TASK GOAL:
Once you find the line containing "Where can the metal" in the data below, copy it and each following line exactly, up to and including the line containing "Where can the neck", and nothing else.

•••

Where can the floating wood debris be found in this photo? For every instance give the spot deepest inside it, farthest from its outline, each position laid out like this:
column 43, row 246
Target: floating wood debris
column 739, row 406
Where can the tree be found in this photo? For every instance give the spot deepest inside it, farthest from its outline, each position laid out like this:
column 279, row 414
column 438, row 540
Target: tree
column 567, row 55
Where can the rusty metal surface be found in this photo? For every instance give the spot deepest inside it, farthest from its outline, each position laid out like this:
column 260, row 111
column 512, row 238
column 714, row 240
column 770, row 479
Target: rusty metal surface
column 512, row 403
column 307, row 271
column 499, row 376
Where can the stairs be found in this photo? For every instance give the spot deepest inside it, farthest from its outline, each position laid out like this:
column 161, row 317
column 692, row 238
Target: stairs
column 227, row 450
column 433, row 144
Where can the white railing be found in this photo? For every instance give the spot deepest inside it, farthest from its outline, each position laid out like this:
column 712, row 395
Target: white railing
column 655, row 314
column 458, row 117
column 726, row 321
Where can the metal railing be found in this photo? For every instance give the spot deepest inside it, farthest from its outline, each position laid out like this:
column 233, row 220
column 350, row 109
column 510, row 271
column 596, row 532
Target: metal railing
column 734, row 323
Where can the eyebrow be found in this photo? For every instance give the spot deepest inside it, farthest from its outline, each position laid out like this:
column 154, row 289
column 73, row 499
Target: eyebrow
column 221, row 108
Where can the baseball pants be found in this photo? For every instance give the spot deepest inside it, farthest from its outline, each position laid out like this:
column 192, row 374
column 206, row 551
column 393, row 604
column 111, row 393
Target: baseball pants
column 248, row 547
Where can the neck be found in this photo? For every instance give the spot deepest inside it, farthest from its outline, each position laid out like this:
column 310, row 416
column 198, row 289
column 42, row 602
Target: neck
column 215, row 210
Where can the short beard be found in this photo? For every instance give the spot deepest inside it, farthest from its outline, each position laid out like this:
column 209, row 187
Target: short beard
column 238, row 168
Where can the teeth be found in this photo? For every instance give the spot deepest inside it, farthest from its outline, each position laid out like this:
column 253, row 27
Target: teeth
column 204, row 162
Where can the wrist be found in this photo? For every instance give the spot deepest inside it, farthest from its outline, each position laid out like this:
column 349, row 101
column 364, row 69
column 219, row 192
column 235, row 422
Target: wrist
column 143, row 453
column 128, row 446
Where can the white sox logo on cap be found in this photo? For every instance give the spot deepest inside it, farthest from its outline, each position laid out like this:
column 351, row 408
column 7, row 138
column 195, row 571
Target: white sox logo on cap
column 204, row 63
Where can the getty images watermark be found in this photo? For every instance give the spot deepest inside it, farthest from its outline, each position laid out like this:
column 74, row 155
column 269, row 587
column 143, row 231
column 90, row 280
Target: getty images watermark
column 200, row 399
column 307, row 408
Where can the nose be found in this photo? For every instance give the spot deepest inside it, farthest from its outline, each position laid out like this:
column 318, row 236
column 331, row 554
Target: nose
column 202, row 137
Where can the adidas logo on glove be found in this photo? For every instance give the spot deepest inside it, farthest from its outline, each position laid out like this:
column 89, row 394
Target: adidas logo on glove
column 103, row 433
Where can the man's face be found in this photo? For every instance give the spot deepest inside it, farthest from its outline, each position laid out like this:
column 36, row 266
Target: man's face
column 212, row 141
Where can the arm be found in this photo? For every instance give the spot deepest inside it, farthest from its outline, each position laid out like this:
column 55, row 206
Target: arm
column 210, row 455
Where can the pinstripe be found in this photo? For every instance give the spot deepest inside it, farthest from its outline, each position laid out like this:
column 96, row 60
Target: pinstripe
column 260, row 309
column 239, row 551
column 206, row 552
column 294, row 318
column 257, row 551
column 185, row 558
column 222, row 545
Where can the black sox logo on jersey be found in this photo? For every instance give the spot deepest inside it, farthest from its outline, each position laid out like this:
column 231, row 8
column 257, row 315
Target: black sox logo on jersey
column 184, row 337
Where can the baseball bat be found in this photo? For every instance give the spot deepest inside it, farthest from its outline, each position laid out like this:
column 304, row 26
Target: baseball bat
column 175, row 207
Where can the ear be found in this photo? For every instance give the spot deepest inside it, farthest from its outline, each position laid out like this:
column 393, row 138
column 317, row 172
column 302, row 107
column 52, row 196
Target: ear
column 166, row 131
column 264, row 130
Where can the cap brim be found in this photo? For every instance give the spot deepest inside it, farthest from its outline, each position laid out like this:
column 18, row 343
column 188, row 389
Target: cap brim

•••

RESPONSE TO THIS EXERCISE:
Where can the metal railing be found in this photo? For every instance give the spot deepest inside it, farthest from its outline, each position laid out like this:
column 233, row 220
column 350, row 109
column 510, row 271
column 596, row 532
Target: metal railing
column 734, row 323
Where can the eyebrow be found in this photo? For every instance give the spot deepest inside it, farthest from its outline, each position laid out like this:
column 154, row 289
column 73, row 499
Target: eyebrow
column 221, row 108
Where can the baseball pants be found in this photo? For every instance give the spot deepest inside it, farthest from its outline, each position laid out like this:
column 192, row 374
column 206, row 551
column 393, row 604
column 111, row 393
Target: baseball pants
column 248, row 547
Where can the neck be found in this photo? For every instance give the spot deepest inside it, farthest from its outline, each position laid out like this:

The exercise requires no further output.